Start of RECORDS FOR THE TASK

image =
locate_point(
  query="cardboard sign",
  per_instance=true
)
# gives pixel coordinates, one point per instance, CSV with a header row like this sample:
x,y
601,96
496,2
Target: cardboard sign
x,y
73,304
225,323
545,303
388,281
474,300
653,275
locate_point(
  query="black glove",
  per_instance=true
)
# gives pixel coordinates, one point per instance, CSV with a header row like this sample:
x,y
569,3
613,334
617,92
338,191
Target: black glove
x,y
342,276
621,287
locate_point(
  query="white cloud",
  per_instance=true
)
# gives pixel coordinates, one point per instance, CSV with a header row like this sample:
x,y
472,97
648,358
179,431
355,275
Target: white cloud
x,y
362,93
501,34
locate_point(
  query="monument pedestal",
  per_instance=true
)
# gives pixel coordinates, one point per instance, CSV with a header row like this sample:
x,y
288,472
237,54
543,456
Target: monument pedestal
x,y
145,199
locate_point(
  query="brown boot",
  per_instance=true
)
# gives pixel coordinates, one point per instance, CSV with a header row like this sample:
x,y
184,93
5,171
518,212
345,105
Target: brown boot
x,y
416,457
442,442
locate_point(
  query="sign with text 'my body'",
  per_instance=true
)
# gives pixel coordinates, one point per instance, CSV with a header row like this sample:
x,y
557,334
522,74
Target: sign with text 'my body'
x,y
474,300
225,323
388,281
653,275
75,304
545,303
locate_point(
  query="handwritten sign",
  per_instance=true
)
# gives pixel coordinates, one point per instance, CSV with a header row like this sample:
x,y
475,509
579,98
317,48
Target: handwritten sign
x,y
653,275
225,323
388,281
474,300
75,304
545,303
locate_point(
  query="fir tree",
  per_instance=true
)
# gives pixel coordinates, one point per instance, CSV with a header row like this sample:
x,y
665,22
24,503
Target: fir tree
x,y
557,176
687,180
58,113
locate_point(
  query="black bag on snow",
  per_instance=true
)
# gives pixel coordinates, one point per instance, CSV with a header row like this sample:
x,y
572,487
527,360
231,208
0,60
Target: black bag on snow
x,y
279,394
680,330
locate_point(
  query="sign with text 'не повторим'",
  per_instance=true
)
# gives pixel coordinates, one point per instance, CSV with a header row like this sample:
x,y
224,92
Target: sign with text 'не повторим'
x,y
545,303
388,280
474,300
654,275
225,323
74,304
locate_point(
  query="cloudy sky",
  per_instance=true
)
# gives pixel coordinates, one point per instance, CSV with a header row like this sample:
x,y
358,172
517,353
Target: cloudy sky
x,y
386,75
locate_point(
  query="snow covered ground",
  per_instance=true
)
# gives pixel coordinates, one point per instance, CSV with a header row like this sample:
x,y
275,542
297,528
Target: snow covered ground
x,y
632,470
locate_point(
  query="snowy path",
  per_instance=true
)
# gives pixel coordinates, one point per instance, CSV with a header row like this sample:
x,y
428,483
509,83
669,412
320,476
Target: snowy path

End of RECORDS FOR THE TASK

EXERCISE DIRECTIONS
Each record above must be given again exactly as written.

ANSWER TO THIS EXERCISE
image =
locate_point(
  query="cardboard sign",
  per_instance=true
)
# gives pixel coordinates, one point per instance, CSV with a header row like this sample:
x,y
601,96
496,2
Target: cardboard sign
x,y
73,304
225,323
545,303
388,281
474,300
653,275
locate_point(
  query="black glove",
  per_instance=true
)
# gives pixel coordinates, one point per instance, CSV with a header row like this sample:
x,y
569,3
613,334
617,92
338,191
Target: black glove
x,y
342,276
621,287
locate_point(
  query="white cloud",
  per_instance=true
)
# gives pixel coordinates, one point per instance, CSV with a header row like this sample:
x,y
472,97
648,358
179,431
355,275
Target: white cloud
x,y
362,93
501,34
locate_point(
  query="monument pedestal",
  per_instance=true
)
# gives pixel coordinates, one point per instance, CSV with a header row like this sample:
x,y
288,472
237,54
543,456
Target: monument pedestal
x,y
145,199
locate_point(
  query="brown boot",
  per_instance=true
)
# gives pixel coordinates, one point per instance, CSV with a header row like this sample:
x,y
184,93
5,171
518,212
345,105
Target: brown boot
x,y
416,457
442,442
locate_point(
  query="sign with text 'my body'",
  per_instance=true
)
# gives pixel coordinates, one point per instance, CSV with a header row like this sample:
x,y
557,334
522,74
Target: sign with text 'my body'
x,y
474,300
225,323
388,281
653,275
75,304
545,303
locate_point(
  query="handwritten sign",
  per_instance=true
)
# gives pixel coordinates, one point per instance, CSV with a header row like this sample:
x,y
475,509
579,98
317,48
Target: handwritten sign
x,y
653,275
225,323
388,281
474,300
75,304
545,303
locate_point(
  query="fir tree",
  per_instance=true
)
# gives pixel coordinates, one point per instance, CSV with a header row like this sample:
x,y
665,22
24,503
Target: fir tree
x,y
557,176
687,180
58,113
locate_point(
  query="black bag on snow",
  per_instance=true
)
# gives pixel coordinates, one point per instance, CSV with a header row like this sample:
x,y
572,487
527,360
231,208
0,60
Target: black bag on snow
x,y
279,394
680,330
locate_point(
  query="sign with text 'не повторим'",
  per_instance=true
)
# gives pixel coordinates, one point per instance, CSV with a header row like this sample:
x,y
224,92
Target: sign with text 'не повторим'
x,y
545,303
388,280
474,300
654,275
225,323
74,304
locate_point(
  query="cloudy sky",
  per_instance=true
)
# gives pixel coordinates, one point per instance, CSV with a header row like this sample:
x,y
358,172
517,353
Target: cloudy sky
x,y
386,75
locate_point(
  query="snow covered ground",
  per_instance=true
)
# gives pixel coordinates, one point per instance, CSV with a header row like this sample:
x,y
275,542
297,528
Target: snow covered ground
x,y
632,470
locate_point(
  query="snowy path",
  per_instance=true
)
# gives pixel coordinates, one point per instance, CSV with a header row like this sample:
x,y
428,483
509,83
669,412
320,476
Target: snowy path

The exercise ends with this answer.